_Given exercise 1:_
List every camera model, flash model, and camera range named in the forum thread below.

# Nikon D3200 and a Aperlite YH-700n



## mgblunt (Oct 14, 2015)

If someone can help me with this it would be great,,I have a Nikon D3200 and I bought a Aperlite YH-700n flash the instructions are at best not good so what I need to figure out is how to set the flash to "high speed sync" there is a button that is suppose to toggle between high speed sync/curtains curtain synchronization but no matter how I set this my camera will not allow a shutter speed over 1/200. When I push this button all I can see on the display is a three arrow symbol flash on and off as I toggle so is there something I'm missing I have tried manual settings shutter priority and everything in between?


----------



## Alexr25 (Oct 14, 2015)

To use high speed sync both the flash unit and the camera must be able to support that feature. I have no idea whether the Aperlite YH-700n supports HSS but I do know that neither the D3XXX nor the D5XXX range of Nikon cameras support high speed sync. So the simple answer is it can't be done with your camera.


----------



## mgblunt (Oct 15, 2015)

Alexr25 said:


> To use high speed sync both the flash unit and the camera must be able to support that feature. I have no idea whether the Aperlite YH-700n supports HSS but I do know that neither the D3XXX nor the D5XXX range of Nikon cameras support high speed sync. So the simple answer is it can't be done with your camera.


Thanks for the response I guess I'll be upgrading my camera soon.


----------

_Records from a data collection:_
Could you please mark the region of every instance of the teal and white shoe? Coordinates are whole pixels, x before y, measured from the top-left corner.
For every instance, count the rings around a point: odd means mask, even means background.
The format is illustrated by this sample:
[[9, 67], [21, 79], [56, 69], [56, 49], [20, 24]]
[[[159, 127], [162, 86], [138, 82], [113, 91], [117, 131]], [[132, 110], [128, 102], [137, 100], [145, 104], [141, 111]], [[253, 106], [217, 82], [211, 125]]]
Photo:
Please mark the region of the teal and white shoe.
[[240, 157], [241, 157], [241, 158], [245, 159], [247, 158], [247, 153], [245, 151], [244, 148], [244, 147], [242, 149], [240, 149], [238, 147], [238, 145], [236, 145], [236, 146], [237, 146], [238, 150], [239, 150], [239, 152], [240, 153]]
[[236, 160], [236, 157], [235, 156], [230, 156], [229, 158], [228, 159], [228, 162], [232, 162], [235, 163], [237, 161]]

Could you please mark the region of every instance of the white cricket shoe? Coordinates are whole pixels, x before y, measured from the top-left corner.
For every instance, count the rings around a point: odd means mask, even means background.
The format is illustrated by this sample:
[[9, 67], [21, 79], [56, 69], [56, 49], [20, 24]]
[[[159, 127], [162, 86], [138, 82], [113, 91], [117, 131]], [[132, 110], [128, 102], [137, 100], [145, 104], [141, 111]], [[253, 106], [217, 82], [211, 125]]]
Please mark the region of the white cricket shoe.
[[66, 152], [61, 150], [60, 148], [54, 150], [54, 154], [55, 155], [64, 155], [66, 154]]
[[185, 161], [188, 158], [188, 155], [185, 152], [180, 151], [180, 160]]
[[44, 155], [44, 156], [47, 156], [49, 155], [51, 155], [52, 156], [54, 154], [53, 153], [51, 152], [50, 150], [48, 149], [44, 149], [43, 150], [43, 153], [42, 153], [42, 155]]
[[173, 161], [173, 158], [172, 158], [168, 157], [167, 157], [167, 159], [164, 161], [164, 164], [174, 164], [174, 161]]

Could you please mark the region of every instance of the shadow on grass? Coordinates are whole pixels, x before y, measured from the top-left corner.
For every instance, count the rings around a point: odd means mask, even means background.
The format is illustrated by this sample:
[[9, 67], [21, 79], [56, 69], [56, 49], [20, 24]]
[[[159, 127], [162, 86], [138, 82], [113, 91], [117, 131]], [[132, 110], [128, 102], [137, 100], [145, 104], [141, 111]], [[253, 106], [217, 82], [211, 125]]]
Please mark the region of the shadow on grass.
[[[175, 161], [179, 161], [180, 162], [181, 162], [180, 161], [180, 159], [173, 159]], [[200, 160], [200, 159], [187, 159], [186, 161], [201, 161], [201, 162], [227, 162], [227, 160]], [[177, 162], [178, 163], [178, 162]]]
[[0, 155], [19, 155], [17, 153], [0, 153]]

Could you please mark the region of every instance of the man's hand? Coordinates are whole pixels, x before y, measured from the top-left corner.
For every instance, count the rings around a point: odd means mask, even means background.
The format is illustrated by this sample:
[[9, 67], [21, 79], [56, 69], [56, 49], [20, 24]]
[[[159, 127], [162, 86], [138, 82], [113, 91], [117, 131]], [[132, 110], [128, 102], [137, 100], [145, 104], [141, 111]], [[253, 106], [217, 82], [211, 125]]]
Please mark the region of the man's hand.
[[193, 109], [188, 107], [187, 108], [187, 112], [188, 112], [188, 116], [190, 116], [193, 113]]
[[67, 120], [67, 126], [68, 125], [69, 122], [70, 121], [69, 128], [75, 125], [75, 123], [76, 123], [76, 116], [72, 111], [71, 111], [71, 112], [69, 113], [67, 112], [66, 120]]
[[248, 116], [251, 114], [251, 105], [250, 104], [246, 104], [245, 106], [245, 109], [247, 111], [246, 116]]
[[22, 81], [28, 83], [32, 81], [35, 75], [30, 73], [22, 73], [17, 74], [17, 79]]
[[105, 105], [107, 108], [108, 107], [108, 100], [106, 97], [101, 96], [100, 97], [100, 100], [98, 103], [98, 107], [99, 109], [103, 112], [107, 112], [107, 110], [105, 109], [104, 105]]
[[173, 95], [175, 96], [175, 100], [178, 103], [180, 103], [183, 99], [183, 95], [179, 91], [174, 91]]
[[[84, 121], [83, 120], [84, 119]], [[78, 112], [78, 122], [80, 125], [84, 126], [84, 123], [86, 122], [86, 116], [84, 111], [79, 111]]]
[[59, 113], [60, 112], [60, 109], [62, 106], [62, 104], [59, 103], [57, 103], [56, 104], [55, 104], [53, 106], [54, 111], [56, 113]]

_Given exercise 2:_
Rewrite the entries from their start through the line containing "163], [237, 161]]", substituting "green" for "teal" and leaving everything else in that stretch unchanged.

_Result 1:_
Nikon D3200
Aperlite YH-700n
D3XXX range
D5XXX range

_Result 2:_
Could you please mark the region of every instance of the green and white shoe? Coordinates are whole pixels, x before y, measured from the top-left corner.
For every instance, count the rings around a point: odd means mask, even means background.
The format is illustrated by this sample:
[[9, 67], [21, 79], [56, 69], [56, 49], [20, 24]]
[[[159, 127], [162, 86], [138, 82], [113, 91], [117, 131]], [[132, 110], [128, 102], [137, 100], [145, 104], [141, 111]], [[253, 106], [217, 82], [211, 125]]]
Photo:
Please mark the region of the green and white shoe.
[[240, 157], [241, 157], [241, 158], [245, 159], [247, 158], [247, 153], [245, 151], [244, 148], [244, 147], [242, 149], [240, 149], [238, 147], [238, 145], [236, 145], [236, 146], [237, 146], [238, 150], [239, 150], [239, 152], [240, 153]]
[[236, 160], [236, 157], [235, 156], [230, 156], [229, 158], [228, 159], [228, 162], [232, 162], [235, 163], [237, 161]]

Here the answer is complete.